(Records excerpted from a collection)
-=-=-=-=-
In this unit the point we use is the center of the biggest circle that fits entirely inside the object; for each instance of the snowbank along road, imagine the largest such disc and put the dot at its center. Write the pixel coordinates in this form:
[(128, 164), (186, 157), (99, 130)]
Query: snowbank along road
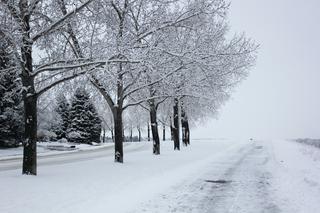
[(211, 176)]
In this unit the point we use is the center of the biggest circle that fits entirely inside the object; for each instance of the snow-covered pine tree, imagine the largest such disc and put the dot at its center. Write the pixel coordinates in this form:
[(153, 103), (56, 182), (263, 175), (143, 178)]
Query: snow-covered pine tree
[(11, 111), (63, 120), (85, 126)]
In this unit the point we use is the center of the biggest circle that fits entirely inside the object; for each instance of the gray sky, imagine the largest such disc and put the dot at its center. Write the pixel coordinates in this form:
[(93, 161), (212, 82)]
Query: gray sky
[(281, 97)]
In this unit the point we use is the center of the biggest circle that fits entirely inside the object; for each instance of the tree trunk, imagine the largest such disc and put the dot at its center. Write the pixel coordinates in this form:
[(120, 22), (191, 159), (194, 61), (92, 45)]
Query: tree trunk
[(139, 132), (171, 129), (112, 135), (148, 130), (104, 135), (185, 127), (29, 166), (154, 128), (164, 132), (175, 128), (118, 135)]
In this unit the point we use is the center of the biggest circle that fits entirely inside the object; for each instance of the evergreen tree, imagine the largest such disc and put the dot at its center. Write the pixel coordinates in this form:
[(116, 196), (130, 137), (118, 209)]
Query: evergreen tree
[(63, 121), (85, 126), (11, 109)]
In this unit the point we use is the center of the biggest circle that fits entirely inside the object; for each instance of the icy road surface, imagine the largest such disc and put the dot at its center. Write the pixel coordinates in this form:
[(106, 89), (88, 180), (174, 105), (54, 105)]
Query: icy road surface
[(209, 176)]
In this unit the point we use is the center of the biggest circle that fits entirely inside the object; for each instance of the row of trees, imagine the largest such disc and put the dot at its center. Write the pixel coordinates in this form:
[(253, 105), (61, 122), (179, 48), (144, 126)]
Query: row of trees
[(133, 52)]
-=-=-=-=-
**What is being asked:** Without the pictures, retype each line of the records above exactly.

**Solution:**
In this unit the point we use is the center of the biggest circle that fits entirely inside the object; for each instance of the snowbank along road, imagine the largest such disc and put the dot at its center. Write the pixel coordinates in this form:
[(128, 164), (186, 157), (99, 130)]
Query: snowbank along road
[(211, 176)]
In this unit the point we use is the center of the biggest circle that fits entirely inside the object; for each instance of the snow-covered pine tree, imagine the largest such disc and put the dot at its center. Write the pixel coordinates in this form:
[(153, 103), (56, 182), (263, 175), (143, 178)]
Query: snow-covered pine tree
[(11, 111), (63, 120), (85, 126)]
In this unit the point we use is the center of the biggest circle that fits entirely inside the object; for each instance of the gray sky, imagine the largest such disc and put the dot at its center. Write the pixel coordinates in this form:
[(93, 161), (212, 82)]
Query: gray sky
[(281, 97)]
In this unit the point we use is the center of the biggest circle that fits entirely inside the object; for each instance of the tree trunk, imagine the largest such disc and put the dot at its center. Write the pixel coordinates in this form:
[(120, 22), (191, 159), (194, 61), (92, 45)]
Query: tree trunk
[(139, 132), (171, 129), (112, 135), (148, 130), (104, 135), (185, 127), (29, 166), (154, 128), (164, 132), (175, 128), (118, 135)]
In this unit the point we use is the center of the biggest circle that fits entirely inside the object; for each instance of the evergreen tree, imagine the largest such disc and put the dot at its center. Write the pixel coordinates in this form:
[(116, 196), (130, 137), (118, 209)]
Query: evergreen tree
[(63, 121), (85, 126), (11, 109)]
In this unit the point we use is the center of the biggest circle that fits entirely inside the object; for each instance of the icy road surface, imagine the largest such disc and put the dot at its center. Write the pixel coordinates in this form:
[(106, 89), (88, 180), (174, 105), (54, 105)]
Query: icy road surface
[(209, 176)]
In this unit the point we use is the center of the biggest circle that fits entirely inside the object; for each instance of the row of trees, imagine the largest such disc and put the dot at its center. Write the pixel coordinates in this form:
[(253, 105), (61, 122), (179, 48), (144, 126)]
Query: row of trees
[(133, 52)]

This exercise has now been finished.